* INSTRUKSI YANG DIBERIKAN: Salin kembali seluruh materi di bawah ini, lalu ganti setiap kata "Exercise" dengan "Task". Bagian lain jangan diubah.

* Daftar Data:
==============================

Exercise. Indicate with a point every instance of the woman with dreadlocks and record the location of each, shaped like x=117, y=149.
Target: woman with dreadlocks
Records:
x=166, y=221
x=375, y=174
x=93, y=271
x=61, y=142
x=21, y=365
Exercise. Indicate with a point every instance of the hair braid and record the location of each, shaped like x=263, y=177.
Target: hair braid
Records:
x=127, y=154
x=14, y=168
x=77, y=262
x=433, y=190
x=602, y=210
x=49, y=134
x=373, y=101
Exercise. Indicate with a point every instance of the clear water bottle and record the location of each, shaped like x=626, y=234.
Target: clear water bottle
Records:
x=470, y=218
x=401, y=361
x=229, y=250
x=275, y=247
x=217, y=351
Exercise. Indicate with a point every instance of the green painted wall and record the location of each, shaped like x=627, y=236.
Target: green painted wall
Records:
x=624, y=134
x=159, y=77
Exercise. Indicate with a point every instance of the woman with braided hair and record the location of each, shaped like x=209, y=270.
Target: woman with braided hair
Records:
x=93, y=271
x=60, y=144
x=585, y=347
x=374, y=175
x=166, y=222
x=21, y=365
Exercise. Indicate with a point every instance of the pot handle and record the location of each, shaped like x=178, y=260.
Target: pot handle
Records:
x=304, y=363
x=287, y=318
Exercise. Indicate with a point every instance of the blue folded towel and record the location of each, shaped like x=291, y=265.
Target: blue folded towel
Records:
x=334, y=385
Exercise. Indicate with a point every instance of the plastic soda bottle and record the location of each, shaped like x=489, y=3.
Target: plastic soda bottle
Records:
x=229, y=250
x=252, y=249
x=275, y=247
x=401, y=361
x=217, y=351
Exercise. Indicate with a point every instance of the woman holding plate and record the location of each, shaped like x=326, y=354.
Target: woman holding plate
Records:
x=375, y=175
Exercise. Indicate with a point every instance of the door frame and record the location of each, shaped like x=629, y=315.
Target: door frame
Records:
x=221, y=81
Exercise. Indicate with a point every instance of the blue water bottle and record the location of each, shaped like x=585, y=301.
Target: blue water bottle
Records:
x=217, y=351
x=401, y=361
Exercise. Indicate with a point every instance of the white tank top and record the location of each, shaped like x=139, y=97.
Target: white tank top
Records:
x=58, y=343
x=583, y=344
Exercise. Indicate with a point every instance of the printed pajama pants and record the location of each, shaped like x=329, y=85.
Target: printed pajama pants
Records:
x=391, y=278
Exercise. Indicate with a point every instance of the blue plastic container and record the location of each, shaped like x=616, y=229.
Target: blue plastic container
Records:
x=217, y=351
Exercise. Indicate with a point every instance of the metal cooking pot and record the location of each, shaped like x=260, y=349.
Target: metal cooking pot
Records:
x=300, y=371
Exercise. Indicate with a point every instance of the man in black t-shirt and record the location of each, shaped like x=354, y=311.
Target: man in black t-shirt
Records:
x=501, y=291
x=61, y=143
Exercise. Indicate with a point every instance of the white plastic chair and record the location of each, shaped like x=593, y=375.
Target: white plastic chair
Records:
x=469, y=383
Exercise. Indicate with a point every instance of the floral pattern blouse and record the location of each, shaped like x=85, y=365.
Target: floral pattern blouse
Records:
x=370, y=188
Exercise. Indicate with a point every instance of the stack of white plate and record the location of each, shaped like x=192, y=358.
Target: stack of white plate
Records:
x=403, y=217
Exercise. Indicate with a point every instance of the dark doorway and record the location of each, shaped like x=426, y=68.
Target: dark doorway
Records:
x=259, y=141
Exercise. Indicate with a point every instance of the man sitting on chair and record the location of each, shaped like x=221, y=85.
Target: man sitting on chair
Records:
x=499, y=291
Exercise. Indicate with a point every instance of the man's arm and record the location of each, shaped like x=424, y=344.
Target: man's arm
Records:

==============================

* JAWABAN YANG DIHARAPKAN:
Task. Indicate with a point every instance of the woman with dreadlocks and record the location of each, shaped like x=117, y=149.
Target: woman with dreadlocks
Records:
x=166, y=221
x=375, y=174
x=93, y=271
x=61, y=142
x=21, y=365
Task. Indicate with a point every instance of the hair braid and record the location of each, shaped like x=263, y=177.
Target: hair braid
Records:
x=127, y=154
x=14, y=168
x=77, y=262
x=433, y=190
x=602, y=210
x=49, y=134
x=373, y=101
Task. Indicate with a point every instance of the clear water bottle and record the location of each, shaped like x=626, y=234.
Target: clear water bottle
Records:
x=470, y=218
x=401, y=361
x=229, y=250
x=275, y=247
x=217, y=351
Task. Indicate with a point every instance of the green painted wall and record the location of each, shaped like x=627, y=236.
Target: green painted wall
Records:
x=624, y=134
x=159, y=77
Task. Indicate with a point every instance of the woman with braided hair and record the location of each, shaped like x=209, y=270.
Target: woman with braided hair
Records:
x=93, y=271
x=60, y=144
x=585, y=347
x=374, y=175
x=166, y=222
x=21, y=365
Task. Indicate with a point every instance of the pot handle and record the location of each, shaped like x=178, y=260.
Target: pot handle
Records:
x=304, y=363
x=287, y=318
Task. Indicate with a point every instance of the blue folded towel and record the location of each, shaped like x=291, y=265.
Target: blue folded towel
Records:
x=334, y=385
Task. Indicate with a point every instance of the plastic soda bottle and record the location of each, shaped like x=489, y=3.
Target: plastic soda bottle
Records:
x=229, y=250
x=252, y=249
x=275, y=247
x=401, y=361
x=217, y=351
Task. Indicate with a point every instance of the woman holding plate and record the location of each, shaped like x=326, y=354.
Target: woman holding plate
Records:
x=375, y=175
Task. Indicate with a point every instance of the door frame and record the location of each, shaped like x=629, y=315.
Target: door frame
Records:
x=221, y=81
Task. Indicate with a point every instance of the blue water bottle and record the location of each, shaped like x=585, y=301.
Target: blue water bottle
Records:
x=217, y=351
x=401, y=361
Task. Indicate with a point every instance of the white tank top and record the location of each, shaped like x=139, y=97.
Target: white tank top
Records:
x=58, y=343
x=583, y=344
Task. Indicate with a point every instance of the printed pajama pants and record the location of each, shaped like x=329, y=85.
Target: printed pajama pants
Records:
x=391, y=278
Task. Indicate with a point every instance of the blue plastic container and record the location of each, shaped like x=616, y=229.
Target: blue plastic container
Records:
x=217, y=351
Task. Indicate with a point every instance of the metal cooking pot and record the location of each, shaped like x=260, y=349.
Target: metal cooking pot
Records:
x=300, y=371
Task. Indicate with a point every instance of the man in black t-shirt and record the location of each, shaped like x=354, y=311.
Target: man in black t-shirt
Records:
x=501, y=291
x=61, y=143
Task. Indicate with a point every instance of the white plastic chair and record the location of each, shaped like x=593, y=375.
Target: white plastic chair
Records:
x=469, y=383
Task. Indicate with a point every instance of the floral pattern blouse and record the location of each, shaped like x=85, y=365.
Target: floral pattern blouse
Records:
x=370, y=188
Task. Indicate with a point every instance of the stack of white plate and record the location of each, shaped like x=192, y=358.
Target: stack of white plate
Records:
x=403, y=217
Task. Indicate with a point every instance of the dark doorway and record the location of each, shaped like x=426, y=68.
Target: dark doorway
Records:
x=259, y=141
Task. Indicate with a point every instance of the man sitting on chair and record the location of each, shaped like x=221, y=85.
Target: man sitting on chair
Records:
x=499, y=291
Task. Indicate with a point every instance of the man's arm and record the location of each, shaped like x=424, y=344.
Target: man's arm
Records:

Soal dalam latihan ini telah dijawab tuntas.